### DIRECTIVE
Convert every line of the records below into a Markdown table with the columns No and Line, numbering each row and leaving out blank lines.
══════════════════════════════
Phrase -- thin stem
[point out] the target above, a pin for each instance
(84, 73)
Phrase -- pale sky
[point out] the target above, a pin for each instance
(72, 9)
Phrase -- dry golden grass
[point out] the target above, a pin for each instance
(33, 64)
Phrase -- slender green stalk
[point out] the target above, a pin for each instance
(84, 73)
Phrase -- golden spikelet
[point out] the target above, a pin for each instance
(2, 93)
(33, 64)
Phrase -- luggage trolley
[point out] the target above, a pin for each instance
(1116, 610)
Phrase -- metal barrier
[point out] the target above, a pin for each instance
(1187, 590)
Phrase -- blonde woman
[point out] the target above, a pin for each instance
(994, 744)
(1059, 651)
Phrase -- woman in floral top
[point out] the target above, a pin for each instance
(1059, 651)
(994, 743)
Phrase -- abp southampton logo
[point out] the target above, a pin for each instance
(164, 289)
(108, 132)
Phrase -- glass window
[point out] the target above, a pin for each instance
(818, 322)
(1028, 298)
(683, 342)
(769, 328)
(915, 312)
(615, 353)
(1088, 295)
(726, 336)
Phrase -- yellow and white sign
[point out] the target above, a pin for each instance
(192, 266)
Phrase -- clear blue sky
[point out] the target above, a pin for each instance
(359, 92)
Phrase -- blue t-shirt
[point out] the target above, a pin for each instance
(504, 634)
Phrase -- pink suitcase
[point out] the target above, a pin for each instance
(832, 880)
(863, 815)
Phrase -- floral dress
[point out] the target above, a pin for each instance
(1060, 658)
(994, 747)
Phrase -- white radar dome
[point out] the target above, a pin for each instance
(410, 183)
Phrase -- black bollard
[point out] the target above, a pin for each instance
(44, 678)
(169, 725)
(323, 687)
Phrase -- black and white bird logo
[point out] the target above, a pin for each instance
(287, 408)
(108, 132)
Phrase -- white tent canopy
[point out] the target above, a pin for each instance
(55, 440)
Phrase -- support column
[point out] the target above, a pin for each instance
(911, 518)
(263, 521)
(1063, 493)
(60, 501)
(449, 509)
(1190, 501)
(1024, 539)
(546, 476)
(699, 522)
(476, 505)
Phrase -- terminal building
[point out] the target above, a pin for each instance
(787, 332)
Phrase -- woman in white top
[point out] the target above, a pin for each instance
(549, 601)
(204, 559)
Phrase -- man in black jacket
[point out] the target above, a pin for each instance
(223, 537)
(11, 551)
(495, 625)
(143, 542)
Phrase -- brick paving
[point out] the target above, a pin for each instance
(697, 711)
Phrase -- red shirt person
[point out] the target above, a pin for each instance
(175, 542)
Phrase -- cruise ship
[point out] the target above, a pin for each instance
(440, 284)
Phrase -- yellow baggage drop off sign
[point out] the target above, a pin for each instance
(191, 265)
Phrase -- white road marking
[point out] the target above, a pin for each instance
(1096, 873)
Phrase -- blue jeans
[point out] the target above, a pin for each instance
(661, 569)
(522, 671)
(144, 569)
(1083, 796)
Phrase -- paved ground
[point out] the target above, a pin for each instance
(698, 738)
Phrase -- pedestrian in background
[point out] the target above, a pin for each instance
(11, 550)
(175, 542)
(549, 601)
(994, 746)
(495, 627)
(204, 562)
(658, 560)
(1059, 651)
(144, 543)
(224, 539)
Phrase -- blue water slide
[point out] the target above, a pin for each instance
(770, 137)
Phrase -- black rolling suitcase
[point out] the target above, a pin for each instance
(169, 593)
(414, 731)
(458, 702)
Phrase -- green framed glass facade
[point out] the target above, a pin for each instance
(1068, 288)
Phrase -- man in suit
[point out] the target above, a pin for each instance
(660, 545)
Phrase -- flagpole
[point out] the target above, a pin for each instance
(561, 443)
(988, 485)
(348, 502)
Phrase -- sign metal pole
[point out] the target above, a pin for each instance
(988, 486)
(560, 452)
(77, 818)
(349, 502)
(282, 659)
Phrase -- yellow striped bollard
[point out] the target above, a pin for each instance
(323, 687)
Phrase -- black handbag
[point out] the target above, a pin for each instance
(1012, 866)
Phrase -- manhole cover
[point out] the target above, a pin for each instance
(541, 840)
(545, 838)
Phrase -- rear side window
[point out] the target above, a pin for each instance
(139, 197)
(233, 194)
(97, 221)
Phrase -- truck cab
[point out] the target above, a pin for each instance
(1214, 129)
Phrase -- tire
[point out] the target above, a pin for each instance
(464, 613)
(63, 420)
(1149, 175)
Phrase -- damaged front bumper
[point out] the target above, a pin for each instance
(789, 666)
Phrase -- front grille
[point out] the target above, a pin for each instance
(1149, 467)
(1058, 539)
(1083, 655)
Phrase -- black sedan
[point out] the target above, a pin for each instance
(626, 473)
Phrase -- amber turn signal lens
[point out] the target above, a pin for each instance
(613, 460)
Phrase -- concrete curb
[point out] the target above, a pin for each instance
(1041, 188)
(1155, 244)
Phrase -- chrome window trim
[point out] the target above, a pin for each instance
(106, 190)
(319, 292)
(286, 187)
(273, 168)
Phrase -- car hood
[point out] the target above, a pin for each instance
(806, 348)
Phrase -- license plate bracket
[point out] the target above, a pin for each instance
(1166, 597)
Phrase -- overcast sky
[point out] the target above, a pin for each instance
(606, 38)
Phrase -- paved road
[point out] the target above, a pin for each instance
══════════════════════════════
### SOLUTION FOR THIS EXERCISE
| No | Line |
|---|---|
| 1 | Phrase -- thin stem |
| 2 | [point out] the target above, a pin for each instance |
| 3 | (84, 73) |
| 4 | Phrase -- pale sky |
| 5 | [point out] the target above, a pin for each instance |
| 6 | (72, 9) |
| 7 | Phrase -- dry golden grass |
| 8 | [point out] the target above, a pin for each instance |
| 9 | (33, 64) |
| 10 | Phrase -- slender green stalk |
| 11 | [point out] the target above, a pin for each instance |
| 12 | (84, 73) |
| 13 | Phrase -- golden spikelet |
| 14 | [point out] the target above, a pin for each instance |
| 15 | (2, 93) |
| 16 | (33, 64) |
| 17 | Phrase -- luggage trolley |
| 18 | [point out] the target above, a pin for each instance |
| 19 | (1116, 610) |
| 20 | Phrase -- metal barrier |
| 21 | [point out] the target above, a pin for each instance |
| 22 | (1187, 590) |
| 23 | Phrase -- blonde woman |
| 24 | [point out] the target above, a pin for each instance |
| 25 | (994, 744) |
| 26 | (1059, 651) |
| 27 | Phrase -- woman in floral top |
| 28 | [point out] the target above, a pin for each instance |
| 29 | (1059, 651) |
| 30 | (994, 743) |
| 31 | Phrase -- abp southampton logo |
| 32 | [point out] the target above, a pin for each instance |
| 33 | (164, 289) |
| 34 | (108, 132) |
| 35 | Phrase -- glass window |
| 36 | [point out] the target above, a pin for each instance |
| 37 | (818, 322) |
| 38 | (1028, 298) |
| 39 | (683, 342) |
| 40 | (769, 328) |
| 41 | (915, 312) |
| 42 | (615, 353) |
| 43 | (1088, 295) |
| 44 | (726, 336) |
| 45 | Phrase -- yellow and white sign |
| 46 | [point out] the target above, a pin for each instance |
| 47 | (192, 266) |
| 48 | Phrase -- clear blue sky |
| 49 | [point out] the target above, a pin for each instance |
| 50 | (359, 92) |
| 51 | Phrase -- blue t-shirt |
| 52 | [point out] the target above, a pin for each instance |
| 53 | (504, 634) |
| 54 | Phrase -- pink suitcase |
| 55 | [point out] the target above, a pin for each instance |
| 56 | (832, 880) |
| 57 | (863, 815) |
| 58 | Phrase -- floral dress |
| 59 | [point out] the target above, a pin for each instance |
| 60 | (1060, 658) |
| 61 | (994, 747) |
| 62 | Phrase -- white radar dome |
| 63 | [point out] the target above, a pin for each instance |
| 64 | (410, 183) |
| 65 | Phrase -- black bollard |
| 66 | [point out] the target above, a pin for each instance |
| 67 | (44, 678) |
| 68 | (169, 725) |
| 69 | (323, 687) |
| 70 | Phrase -- black and white bird logo |
| 71 | [point out] the target above, a pin for each instance |
| 72 | (287, 408) |
| 73 | (108, 132) |
| 74 | Phrase -- white tent canopy |
| 75 | [point out] the target above, a pin for each instance |
| 76 | (55, 440) |
| 77 | Phrase -- support column |
| 78 | [point out] the target above, a pin for each instance |
| 79 | (911, 518) |
| 80 | (263, 521) |
| 81 | (1063, 493) |
| 82 | (60, 501) |
| 83 | (449, 509) |
| 84 | (1190, 501) |
| 85 | (1024, 539) |
| 86 | (546, 476) |
| 87 | (699, 522) |
| 88 | (476, 505) |
| 89 | Phrase -- terminal building |
| 90 | [point out] the target above, a pin for each instance |
| 91 | (787, 332) |
| 92 | Phrase -- woman in white top |
| 93 | [point out] the target above, a pin for each instance |
| 94 | (549, 601) |
| 95 | (204, 559) |
| 96 | Phrase -- man in black jacket |
| 97 | [point out] the target above, a pin for each instance |
| 98 | (223, 537) |
| 99 | (11, 551) |
| 100 | (495, 625) |
| 101 | (143, 542) |
| 102 | Phrase -- brick paving |
| 103 | [point out] the target above, a pin for each instance |
| 104 | (697, 711) |
| 105 | Phrase -- red shirt person |
| 106 | [point out] the target above, a pin for each instance |
| 107 | (175, 542) |
| 108 | Phrase -- cruise ship |
| 109 | [point out] the target above, a pin for each instance |
| 110 | (440, 284) |
| 111 | Phrase -- yellow baggage drop off sign |
| 112 | [point out] the target above, a pin for each instance |
| 113 | (191, 265) |
| 114 | Phrase -- white road marking |
| 115 | [point out] the target above, a pin for each instance |
| 116 | (1096, 873) |
| 117 | Phrase -- blue jeans |
| 118 | [point out] the target above, a pin for each instance |
| 119 | (661, 569) |
| 120 | (522, 671) |
| 121 | (144, 569) |
| 122 | (1083, 796) |
| 123 | Phrase -- paved ground |
| 124 | [point out] the target above, a pin for each instance |
| 125 | (698, 738) |
| 126 | Phrase -- pedestrian in background |
| 127 | [point out] the target above, a pin for each instance |
| 128 | (11, 550) |
| 129 | (175, 542) |
| 130 | (549, 601) |
| 131 | (994, 746) |
| 132 | (495, 627) |
| 133 | (204, 562) |
| 134 | (658, 560) |
| 135 | (1059, 651) |
| 136 | (144, 543) |
| 137 | (224, 539) |
| 138 | Phrase -- blue water slide |
| 139 | [point out] the target above, a pin for each instance |
| 140 | (770, 137) |
| 141 | Phrase -- black rolling suitcase |
| 142 | [point out] the target above, a pin for each instance |
| 143 | (169, 593) |
| 144 | (414, 731) |
| 145 | (458, 702) |
| 146 | Phrase -- green framed glass facade |
| 147 | [point out] the target above, a pin for each instance |
| 148 | (1068, 288) |
| 149 | Phrase -- man in suit |
| 150 | [point out] the target above, a pin for each instance |
| 151 | (660, 545) |
| 152 | Phrase -- flagpole |
| 153 | [point out] the target above, a pin for each instance |
| 154 | (561, 443) |
| 155 | (988, 485) |
| 156 | (348, 502) |
| 157 | Phrase -- sign metal pole |
| 158 | [point out] the target above, a pin for each instance |
| 159 | (988, 486) |
| 160 | (560, 452) |
| 161 | (77, 818) |
| 162 | (349, 502) |
| 163 | (282, 659) |
| 164 | Phrase -- yellow striped bollard |
| 165 | [point out] the target above, a pin for each instance |
| 166 | (323, 687) |
| 167 | Phrase -- black handbag |
| 168 | [point out] the target above, a pin for each instance |
| 169 | (1012, 866) |
| 170 | Phrase -- manhole cover |
| 171 | [point out] the target above, a pin for each instance |
| 172 | (541, 840) |
| 173 | (545, 838) |
| 174 | Phrase -- rear side window |
| 175 | [point out] the target above, a pin for each instance |
| 176 | (139, 197) |
| 177 | (233, 194) |
| 178 | (97, 221) |
| 179 | Phrase -- truck cab |
| 180 | [point out] the target above, a pin for each instance |
| 181 | (1214, 129) |
| 182 | Phrase -- tire |
| 183 | [point out] the target above, a pin for each instance |
| 184 | (464, 613) |
| 185 | (63, 420) |
| 186 | (1149, 175) |
| 187 | Phrase -- damaged front bumper |
| 188 | [point out] the target above, a pin for each instance |
| 189 | (789, 666) |
| 190 | Phrase -- front grille |
| 191 | [point out] the target above, a pin for each instance |
| 192 | (1149, 467) |
| 193 | (1058, 539) |
| 194 | (1083, 655) |
| 195 | Phrase -- black sedan |
| 196 | [point out] the target above, a pin for each instance |
| 197 | (626, 473) |
| 198 | Phrase -- amber turn signal lens |
| 199 | [point out] the target above, a pin for each instance |
| 200 | (613, 460) |
| 201 | Phrase -- concrete curb |
| 202 | [point out] the target above, a pin for each instance |
| 203 | (1041, 188) |
| 204 | (1155, 244) |
| 205 | Phrase -- chrome window trim |
| 206 | [point out] the target above, a pin for each instance |
| 207 | (106, 190) |
| 208 | (319, 292) |
| 209 | (286, 187) |
| 210 | (273, 168) |
| 211 | Phrase -- car hood |
| 212 | [point out] the target above, a pin for each instance |
| 213 | (806, 348) |
| 214 | Phrase -- license plate bracket |
| 215 | [point out] the target above, a pin for each instance |
| 216 | (1166, 597) |
| 217 | Phrase -- overcast sky |
| 218 | [point out] the target above, a pin for each instance |
| 219 | (606, 38) |
| 220 | Phrase -- paved road |
| 221 | [point out] the target above, a pin for each instance |